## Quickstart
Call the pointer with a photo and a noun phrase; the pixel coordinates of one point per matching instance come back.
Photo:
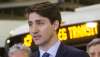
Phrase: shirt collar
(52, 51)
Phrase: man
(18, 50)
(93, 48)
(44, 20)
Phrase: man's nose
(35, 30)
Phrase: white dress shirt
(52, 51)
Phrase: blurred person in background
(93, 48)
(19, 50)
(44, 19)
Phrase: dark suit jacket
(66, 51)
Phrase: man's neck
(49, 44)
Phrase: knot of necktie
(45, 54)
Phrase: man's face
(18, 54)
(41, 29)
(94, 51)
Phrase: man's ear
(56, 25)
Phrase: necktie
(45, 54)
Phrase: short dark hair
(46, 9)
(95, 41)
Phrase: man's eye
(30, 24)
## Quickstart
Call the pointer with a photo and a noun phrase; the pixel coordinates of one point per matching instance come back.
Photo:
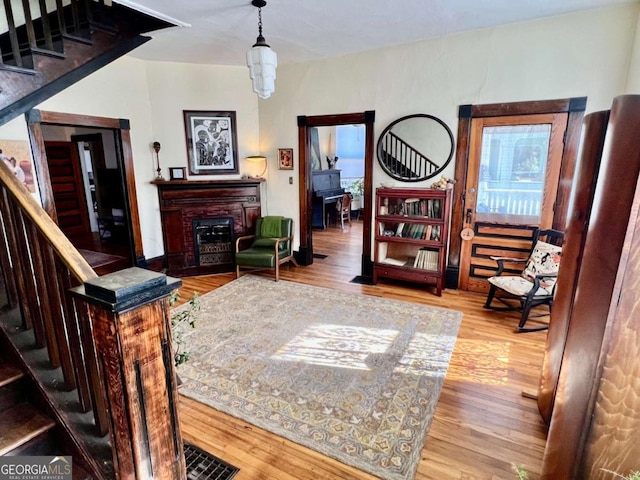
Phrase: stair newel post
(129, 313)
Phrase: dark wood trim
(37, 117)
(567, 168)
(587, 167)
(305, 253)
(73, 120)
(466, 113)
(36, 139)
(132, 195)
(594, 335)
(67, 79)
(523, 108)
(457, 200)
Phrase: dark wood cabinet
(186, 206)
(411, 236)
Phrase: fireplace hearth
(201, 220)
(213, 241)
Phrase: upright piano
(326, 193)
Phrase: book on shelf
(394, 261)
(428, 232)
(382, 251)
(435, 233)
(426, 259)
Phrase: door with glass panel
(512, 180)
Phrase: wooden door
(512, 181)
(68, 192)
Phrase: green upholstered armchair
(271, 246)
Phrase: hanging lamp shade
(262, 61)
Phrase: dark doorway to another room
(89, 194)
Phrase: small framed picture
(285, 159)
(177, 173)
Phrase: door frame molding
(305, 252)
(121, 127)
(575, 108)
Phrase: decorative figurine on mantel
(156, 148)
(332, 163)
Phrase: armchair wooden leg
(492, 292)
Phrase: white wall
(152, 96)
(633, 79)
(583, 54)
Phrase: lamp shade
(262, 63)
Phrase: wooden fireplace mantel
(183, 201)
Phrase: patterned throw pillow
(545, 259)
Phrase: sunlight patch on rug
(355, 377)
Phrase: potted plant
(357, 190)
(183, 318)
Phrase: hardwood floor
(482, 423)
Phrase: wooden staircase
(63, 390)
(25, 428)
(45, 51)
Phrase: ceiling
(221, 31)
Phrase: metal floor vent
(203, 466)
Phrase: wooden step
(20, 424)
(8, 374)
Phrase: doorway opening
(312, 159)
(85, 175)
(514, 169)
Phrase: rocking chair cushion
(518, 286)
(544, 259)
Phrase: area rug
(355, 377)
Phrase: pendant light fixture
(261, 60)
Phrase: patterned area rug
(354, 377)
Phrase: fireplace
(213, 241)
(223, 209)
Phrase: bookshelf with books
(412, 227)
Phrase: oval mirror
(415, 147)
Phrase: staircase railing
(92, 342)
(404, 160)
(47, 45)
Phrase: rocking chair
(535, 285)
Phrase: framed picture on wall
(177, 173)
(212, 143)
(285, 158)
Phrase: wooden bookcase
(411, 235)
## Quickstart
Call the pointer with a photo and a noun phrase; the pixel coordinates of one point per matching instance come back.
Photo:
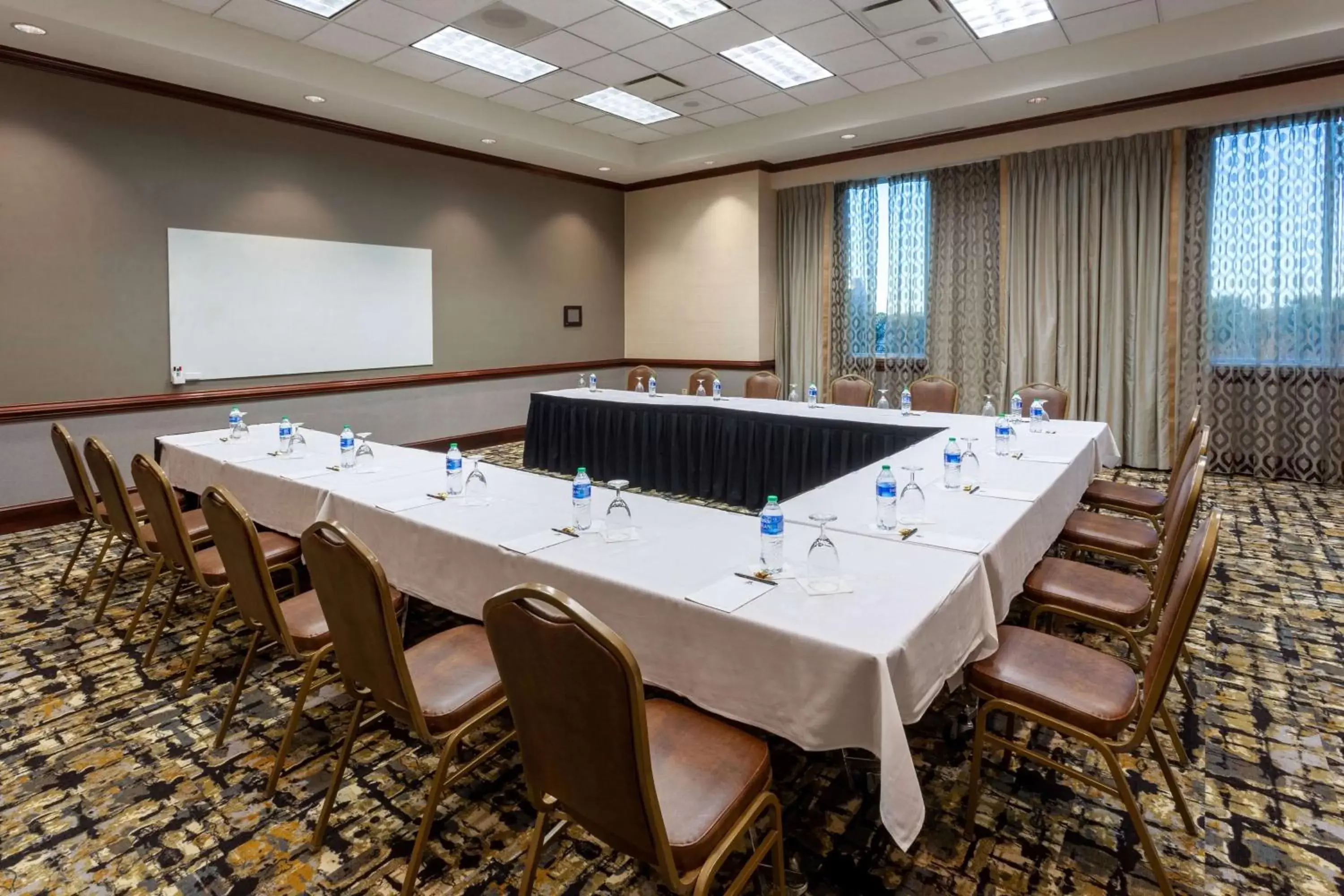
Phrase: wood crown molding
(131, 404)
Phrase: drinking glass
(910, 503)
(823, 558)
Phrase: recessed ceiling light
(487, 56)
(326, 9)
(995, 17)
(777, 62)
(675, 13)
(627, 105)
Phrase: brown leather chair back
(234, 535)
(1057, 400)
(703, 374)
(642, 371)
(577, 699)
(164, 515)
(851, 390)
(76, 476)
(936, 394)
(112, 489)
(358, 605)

════

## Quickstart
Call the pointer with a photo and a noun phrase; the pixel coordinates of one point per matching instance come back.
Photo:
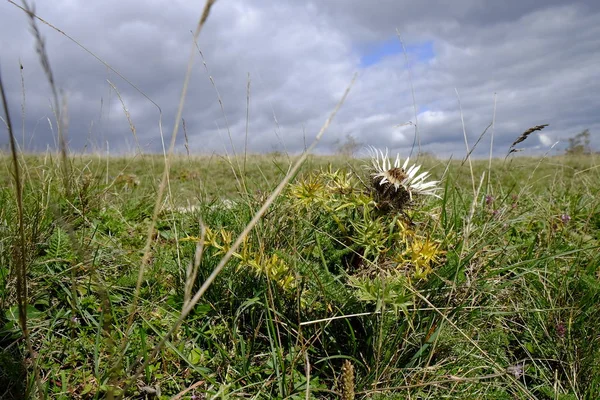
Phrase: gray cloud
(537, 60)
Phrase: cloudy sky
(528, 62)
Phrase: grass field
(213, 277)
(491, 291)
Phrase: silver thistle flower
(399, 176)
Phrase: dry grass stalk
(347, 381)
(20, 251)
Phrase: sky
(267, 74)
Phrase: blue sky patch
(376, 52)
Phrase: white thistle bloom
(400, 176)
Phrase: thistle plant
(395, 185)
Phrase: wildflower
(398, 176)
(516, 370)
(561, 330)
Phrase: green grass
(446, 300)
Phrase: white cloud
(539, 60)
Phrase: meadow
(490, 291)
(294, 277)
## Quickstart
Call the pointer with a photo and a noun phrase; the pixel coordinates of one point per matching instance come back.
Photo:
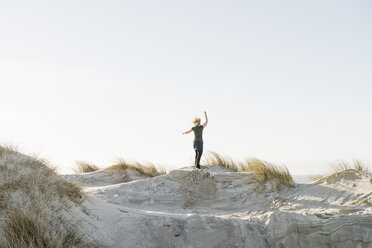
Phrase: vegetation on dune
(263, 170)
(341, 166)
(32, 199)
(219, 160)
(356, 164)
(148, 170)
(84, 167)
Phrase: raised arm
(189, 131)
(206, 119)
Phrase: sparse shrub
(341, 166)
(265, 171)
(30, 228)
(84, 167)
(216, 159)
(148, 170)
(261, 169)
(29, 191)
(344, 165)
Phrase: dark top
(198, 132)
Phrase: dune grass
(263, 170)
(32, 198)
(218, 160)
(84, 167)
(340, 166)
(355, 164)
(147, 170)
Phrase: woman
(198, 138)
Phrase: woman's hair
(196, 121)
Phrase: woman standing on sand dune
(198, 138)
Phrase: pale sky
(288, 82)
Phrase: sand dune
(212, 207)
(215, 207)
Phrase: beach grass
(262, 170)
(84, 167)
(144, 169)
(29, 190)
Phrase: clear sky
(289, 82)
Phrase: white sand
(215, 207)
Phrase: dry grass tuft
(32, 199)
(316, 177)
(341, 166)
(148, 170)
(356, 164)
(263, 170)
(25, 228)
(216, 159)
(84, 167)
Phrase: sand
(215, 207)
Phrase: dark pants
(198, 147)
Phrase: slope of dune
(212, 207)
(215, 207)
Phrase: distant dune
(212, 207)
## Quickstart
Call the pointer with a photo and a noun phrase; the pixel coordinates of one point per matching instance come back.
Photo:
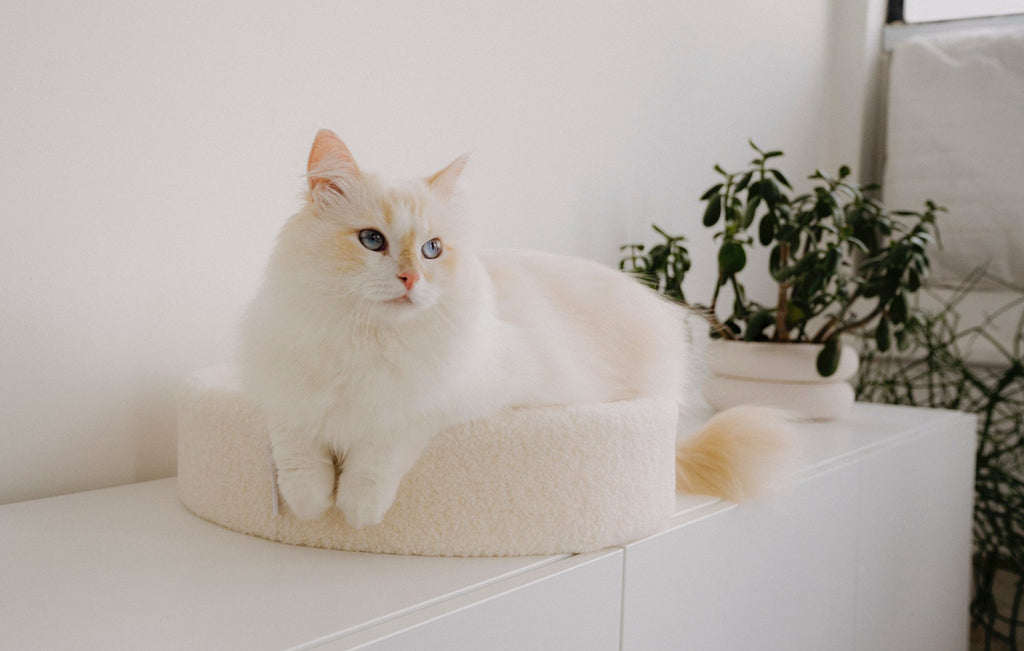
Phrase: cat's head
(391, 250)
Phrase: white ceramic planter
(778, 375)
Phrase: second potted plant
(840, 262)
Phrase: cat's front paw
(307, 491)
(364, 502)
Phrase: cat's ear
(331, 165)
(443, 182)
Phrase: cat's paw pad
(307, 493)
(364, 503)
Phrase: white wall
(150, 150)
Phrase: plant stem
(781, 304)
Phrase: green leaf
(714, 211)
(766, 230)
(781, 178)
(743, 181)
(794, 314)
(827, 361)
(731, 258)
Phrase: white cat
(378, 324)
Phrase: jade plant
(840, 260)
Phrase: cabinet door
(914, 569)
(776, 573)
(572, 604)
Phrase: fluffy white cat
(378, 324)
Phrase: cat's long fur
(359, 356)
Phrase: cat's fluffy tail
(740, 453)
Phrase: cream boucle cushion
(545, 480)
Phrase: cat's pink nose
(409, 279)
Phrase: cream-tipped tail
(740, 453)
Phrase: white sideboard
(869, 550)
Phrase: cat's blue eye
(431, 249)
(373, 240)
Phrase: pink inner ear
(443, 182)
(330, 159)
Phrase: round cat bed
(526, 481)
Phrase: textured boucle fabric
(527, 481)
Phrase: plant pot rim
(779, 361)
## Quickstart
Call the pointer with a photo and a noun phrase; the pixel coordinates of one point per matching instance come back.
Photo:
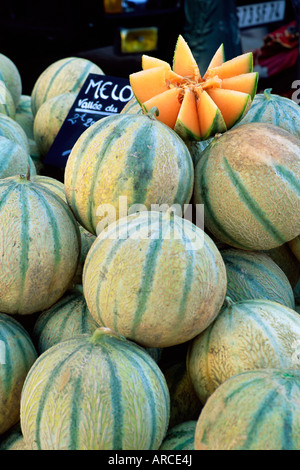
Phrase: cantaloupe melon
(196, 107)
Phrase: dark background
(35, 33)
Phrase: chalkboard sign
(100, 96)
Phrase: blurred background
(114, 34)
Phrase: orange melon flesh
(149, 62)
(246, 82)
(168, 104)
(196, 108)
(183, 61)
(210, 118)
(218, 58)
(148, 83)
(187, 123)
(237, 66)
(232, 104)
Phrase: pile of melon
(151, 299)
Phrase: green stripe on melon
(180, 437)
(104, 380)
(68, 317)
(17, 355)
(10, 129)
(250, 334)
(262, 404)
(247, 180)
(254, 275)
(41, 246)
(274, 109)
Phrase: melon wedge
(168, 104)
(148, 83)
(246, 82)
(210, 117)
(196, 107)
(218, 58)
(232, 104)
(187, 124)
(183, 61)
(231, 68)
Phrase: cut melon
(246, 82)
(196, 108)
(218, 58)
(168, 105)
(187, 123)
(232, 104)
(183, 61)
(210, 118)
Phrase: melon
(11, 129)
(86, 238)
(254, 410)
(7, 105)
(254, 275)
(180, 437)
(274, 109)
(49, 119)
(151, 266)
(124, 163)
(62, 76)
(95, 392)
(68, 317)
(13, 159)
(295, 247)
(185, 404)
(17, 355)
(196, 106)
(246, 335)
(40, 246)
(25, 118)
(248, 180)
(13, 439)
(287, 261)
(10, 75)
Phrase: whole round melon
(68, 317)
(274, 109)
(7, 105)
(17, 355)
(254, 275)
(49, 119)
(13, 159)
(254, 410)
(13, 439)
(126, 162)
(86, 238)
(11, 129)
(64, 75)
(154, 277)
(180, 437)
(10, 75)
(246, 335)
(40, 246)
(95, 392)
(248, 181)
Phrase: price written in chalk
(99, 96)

════

Find each line in the data above that contains the word "white" and copy those lines.

Phrase: white dress shirt
Phrase: white wall
Phrase: white thistle bloom
Phrase: white cloud
Phrase: white sand
Phrase: white ceramic planter
Phrase: white wall
Phrase: white cat
Phrase: fluffy white cat
Phrase: white sideboard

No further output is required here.